SHORT PROBLEM:
Rename "example" to "sample" in the material, starting at the line that contains "object_query = green sepal" and ending at the line that contains "left=398, top=929, right=475, bottom=1020". Give back only those lines, with nothing else changed.

Records taken from a collection:

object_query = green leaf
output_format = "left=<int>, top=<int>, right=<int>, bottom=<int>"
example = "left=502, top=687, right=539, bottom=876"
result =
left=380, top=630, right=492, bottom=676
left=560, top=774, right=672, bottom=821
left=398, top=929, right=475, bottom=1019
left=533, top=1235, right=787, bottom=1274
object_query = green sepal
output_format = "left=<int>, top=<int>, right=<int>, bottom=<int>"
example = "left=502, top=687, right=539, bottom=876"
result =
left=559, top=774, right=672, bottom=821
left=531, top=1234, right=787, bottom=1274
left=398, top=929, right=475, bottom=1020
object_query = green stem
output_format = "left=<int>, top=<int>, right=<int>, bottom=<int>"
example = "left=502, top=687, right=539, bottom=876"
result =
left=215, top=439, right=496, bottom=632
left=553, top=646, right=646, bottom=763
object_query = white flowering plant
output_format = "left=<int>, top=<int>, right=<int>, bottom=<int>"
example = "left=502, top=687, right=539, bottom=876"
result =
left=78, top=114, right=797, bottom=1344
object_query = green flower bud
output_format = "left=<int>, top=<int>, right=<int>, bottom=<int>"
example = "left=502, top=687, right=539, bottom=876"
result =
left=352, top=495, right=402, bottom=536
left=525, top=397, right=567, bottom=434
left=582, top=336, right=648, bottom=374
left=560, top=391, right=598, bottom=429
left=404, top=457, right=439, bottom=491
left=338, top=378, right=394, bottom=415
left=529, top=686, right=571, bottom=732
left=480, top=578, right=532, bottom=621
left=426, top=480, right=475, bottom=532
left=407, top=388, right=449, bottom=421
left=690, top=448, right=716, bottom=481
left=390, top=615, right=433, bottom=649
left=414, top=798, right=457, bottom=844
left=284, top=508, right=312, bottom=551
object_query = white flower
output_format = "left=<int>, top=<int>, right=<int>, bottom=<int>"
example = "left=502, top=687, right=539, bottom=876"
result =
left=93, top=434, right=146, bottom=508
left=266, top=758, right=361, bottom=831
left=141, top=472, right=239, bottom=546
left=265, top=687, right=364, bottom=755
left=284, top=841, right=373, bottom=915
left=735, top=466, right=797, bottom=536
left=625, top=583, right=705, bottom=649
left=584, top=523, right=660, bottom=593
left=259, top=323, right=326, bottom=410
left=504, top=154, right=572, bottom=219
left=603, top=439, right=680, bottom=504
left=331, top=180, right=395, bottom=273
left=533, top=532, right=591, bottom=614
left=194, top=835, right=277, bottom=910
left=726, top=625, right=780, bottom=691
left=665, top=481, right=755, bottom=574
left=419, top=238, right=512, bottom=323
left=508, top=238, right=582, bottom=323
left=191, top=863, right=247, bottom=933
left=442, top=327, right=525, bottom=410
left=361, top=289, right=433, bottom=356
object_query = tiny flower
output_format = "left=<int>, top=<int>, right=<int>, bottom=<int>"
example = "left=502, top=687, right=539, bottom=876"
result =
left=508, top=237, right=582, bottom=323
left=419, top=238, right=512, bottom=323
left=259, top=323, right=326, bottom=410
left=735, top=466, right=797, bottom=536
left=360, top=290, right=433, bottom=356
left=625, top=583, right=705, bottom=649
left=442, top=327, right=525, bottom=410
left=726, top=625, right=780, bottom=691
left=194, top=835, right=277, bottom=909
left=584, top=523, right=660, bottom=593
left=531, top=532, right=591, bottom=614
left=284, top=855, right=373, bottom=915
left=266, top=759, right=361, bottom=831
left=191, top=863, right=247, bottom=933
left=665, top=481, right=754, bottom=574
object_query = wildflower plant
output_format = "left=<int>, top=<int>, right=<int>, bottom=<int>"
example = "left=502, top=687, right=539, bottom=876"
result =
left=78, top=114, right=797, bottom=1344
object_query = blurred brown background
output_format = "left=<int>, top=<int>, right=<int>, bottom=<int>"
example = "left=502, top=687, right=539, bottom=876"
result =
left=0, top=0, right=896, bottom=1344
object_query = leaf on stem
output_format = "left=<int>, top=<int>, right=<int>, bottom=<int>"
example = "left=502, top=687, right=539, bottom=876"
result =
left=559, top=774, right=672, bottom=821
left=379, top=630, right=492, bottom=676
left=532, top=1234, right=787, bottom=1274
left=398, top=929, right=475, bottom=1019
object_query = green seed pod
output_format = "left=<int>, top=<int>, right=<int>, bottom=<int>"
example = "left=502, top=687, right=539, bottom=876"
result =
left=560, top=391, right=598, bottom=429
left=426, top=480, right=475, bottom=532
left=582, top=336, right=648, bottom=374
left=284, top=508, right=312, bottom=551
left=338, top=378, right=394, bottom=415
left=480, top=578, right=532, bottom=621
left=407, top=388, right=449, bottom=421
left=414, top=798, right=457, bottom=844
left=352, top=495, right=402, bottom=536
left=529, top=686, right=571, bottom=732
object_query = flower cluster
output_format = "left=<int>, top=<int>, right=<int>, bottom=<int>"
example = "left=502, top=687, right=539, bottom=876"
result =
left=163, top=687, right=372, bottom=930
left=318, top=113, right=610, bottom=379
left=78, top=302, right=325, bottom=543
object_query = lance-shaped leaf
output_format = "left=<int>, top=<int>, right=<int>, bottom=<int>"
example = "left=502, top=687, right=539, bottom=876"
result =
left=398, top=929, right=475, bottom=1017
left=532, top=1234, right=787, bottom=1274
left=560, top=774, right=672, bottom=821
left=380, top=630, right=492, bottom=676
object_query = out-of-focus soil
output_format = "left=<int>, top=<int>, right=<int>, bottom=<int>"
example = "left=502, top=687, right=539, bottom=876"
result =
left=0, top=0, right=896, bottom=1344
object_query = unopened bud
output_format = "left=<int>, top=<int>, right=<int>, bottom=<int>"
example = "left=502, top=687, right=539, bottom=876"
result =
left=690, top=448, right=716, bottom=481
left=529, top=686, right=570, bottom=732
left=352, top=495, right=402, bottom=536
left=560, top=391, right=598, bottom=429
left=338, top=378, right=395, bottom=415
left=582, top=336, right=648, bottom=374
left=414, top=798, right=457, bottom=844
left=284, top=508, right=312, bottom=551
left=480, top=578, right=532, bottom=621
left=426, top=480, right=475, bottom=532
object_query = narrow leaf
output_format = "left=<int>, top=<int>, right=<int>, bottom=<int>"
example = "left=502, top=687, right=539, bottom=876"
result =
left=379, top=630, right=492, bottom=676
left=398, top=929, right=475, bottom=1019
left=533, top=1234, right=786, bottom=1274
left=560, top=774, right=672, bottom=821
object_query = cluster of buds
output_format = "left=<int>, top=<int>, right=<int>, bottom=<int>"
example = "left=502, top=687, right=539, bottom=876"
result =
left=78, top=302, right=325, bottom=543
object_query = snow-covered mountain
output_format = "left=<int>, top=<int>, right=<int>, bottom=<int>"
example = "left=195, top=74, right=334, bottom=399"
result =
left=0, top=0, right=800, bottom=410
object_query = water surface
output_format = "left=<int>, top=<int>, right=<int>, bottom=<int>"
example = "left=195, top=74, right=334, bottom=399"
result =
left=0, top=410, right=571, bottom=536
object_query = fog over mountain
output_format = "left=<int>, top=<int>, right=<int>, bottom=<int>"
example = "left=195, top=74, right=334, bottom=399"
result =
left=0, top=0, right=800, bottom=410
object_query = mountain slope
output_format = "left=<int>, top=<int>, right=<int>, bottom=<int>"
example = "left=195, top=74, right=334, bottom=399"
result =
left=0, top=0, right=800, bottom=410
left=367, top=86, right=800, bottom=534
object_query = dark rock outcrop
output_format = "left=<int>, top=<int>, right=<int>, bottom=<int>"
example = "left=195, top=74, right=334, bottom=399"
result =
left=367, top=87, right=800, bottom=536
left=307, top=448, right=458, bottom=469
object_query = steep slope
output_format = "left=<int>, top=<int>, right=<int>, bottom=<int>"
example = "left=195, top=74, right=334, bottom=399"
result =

EXERCISE SOLUTION:
object_query = green sepal
output_format = "left=<int>, top=<int>, right=<int>, bottom=<int>"
sample = "left=502, top=687, right=539, bottom=876"
result =
left=559, top=774, right=672, bottom=821
left=531, top=1234, right=787, bottom=1274
left=398, top=929, right=475, bottom=1020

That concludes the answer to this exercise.